ÇOCUKLARIN BESLENMESİ
*Çocukların yaşı arttıkça öğün sayısı azalmaktadır. Günlük öğüne sahip olmayan çocuklar yaşla birlikte artmaktadır ve dört yaşta yüzde 7,2’yi bulmaktadır.
*Çocuklar yaşamın ilk altı ayında sadece anne sütü ile beslenmesi gerekirken depremzede çocukların yaklaşık yarısı anne sütü almamaktadır.
*Beş yaş altı çocukların besin gruplarını yeterli tüketip tüketemediğini incelediğimizde sebze ve meyve ile tahıl tüketiminin yeterliliği diğer besin gruplarına göre daha yüksektir (sırasıyla yüzde 62 ve yüzde 44,3), yine de istenen düzeylerin çok altındadır.
*Et ve et ürünleri, yağ, baklagil ve süt ve sütü ürünleri yeterli tüketimleri oldukça düşüktür (sırası ile yüzde 17,7; yüzde 11,2; yüzde 5,8 ve yüzde 5,6).
*Beş yaş altı çocukların büyüme ve gelişmelerinde kritik önemde olan protein kaynaklarında durum oldukça vahimdir. 6-47 ay çocuklarda süt ve süt ürünlerini yeterli tüketen bir çocuk dahi yoktur. Benzer şekilde 36-47 ay çocukların hiçbiri yeterli et ve et ürünleri tüketimi ve 48-59 ay çocukların hiçbiri yeterli yağ tüketimine sahip değildir.
YETERSİZ BESLENME
*Persentiller cinsiyete göre değerlendirildiğinde yüzde 3 persentilin altında kalma boy için erkek çocuklarında yüzde 3,6, kız çocuklarında yüzde 3,1 ve ağırlık için erkek çocuklarında yüzde 3,3, kız çocuklarında da yüzde 3,6’dır. Benzer şekilde beden kitle indeksi için yüzde 5 persentilin altında kalma erkek çocuklarında yüzde 17,8, kız çocuklarında yüzde 19’dur.
*Bodurluk (stunting) beş yaş altı çocukların yüzde 3,7’sinde görülürken, çok bodur olanlar yüzde 2,5’dir. Toplamda çocukların yüzde 6,2’si bodur olarak saptanmıştır.
*Beş yaş altı çocukların yüzde 6,2’sinde bodurluk; yüzde 8,9’unda zayıflık ve yüzde 4,4’ün aşırı kiloluluk belirlenmiştir.
*Bodurluk yüzde 3,7 iken çok bodurluk yüzde 2,5’tir.
*Zayıflık yüzde 5,5 iken çok zayıflık yüzde 3,4’tür
*Yetersiz beslenme durumu cinsiyete göre değerlendirildiğinde sırasıyla bodurluk erkek çocuklarda yüzde 8,8; kız çocuklarda yüzde 4,5; zayıflık erkek çocuklarda yüzde 10,9; kız çocuklarda yüzde 6,9 ve aşırı kiloluluk erkek çocuklarında yüzde 4,4; kız çocuklarında yüzde 4,5’tir.

**Gösterilen veriler:**
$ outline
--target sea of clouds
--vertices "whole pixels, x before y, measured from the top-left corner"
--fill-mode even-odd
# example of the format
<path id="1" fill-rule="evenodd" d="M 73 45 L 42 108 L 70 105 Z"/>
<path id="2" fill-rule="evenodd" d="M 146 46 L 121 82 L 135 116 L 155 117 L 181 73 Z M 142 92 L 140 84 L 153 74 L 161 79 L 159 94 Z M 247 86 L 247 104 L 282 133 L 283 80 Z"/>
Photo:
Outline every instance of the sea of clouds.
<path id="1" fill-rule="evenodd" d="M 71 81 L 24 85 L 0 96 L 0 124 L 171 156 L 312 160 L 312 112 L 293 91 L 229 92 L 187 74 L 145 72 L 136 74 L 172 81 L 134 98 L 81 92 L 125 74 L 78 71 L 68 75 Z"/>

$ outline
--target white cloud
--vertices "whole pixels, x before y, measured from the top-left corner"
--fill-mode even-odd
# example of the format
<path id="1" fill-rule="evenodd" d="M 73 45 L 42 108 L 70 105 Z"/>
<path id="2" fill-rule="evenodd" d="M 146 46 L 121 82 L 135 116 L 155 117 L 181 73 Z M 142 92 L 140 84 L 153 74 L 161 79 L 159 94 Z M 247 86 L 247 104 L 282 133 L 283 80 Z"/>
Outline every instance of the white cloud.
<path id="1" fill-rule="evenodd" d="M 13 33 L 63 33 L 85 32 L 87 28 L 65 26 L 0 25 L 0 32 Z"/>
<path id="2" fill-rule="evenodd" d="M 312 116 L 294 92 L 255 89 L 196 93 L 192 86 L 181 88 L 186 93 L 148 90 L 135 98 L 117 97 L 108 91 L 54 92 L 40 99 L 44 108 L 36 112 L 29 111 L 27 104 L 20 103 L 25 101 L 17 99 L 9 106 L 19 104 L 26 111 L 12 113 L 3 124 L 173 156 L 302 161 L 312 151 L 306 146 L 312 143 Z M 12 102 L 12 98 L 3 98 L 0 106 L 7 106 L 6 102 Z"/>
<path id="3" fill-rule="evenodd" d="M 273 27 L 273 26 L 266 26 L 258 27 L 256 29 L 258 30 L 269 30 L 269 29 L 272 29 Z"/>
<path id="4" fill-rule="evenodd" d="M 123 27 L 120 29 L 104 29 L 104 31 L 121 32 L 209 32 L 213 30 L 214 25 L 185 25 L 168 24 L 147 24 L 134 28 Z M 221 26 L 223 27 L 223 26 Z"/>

**Alıştırma amacı:**
Çocukların beslenmesine ilişkin metinde "YETERSİZ BESLENME" ifadesinden başlayıp "aşırı kiloluluk belirlenmiştir." ifadesi de dahil olmak üzere o ifadeye kadar uzanan bölümü hiçbir değişiklik yapmadan kopyalayınız.

**Görev çıktısı:**
YETERSİZ BESLENME
*Persentiller cinsiyete göre değerlendirildiğinde yüzde 3 persentilin altında kalma boy için erkek çocuklarında yüzde 3,6, kız çocuklarında yüzde 3,1 ve ağırlık için erkek çocuklarında yüzde 3,3, kız çocuklarında da yüzde 3,6’dır. Benzer şekilde beden kitle indeksi için yüzde 5 persentilin altında kalma erkek çocuklarında yüzde 17,8, kız çocuklarında yüzde 19’dur.
*Bodurluk (stunting) beş yaş altı çocukların yüzde 3,7’sinde görülürken, çok bodur olanlar yüzde 2,5’dir. Toplamda çocukların yüzde 6,2’si bodur olarak saptanmıştır.
*Beş yaş altı çocukların yüzde 6,2’sinde bodurluk; yüzde 8,9’unda zayıflık ve yüzde 4,4’ün aşırı kiloluluk belirlenmiştir.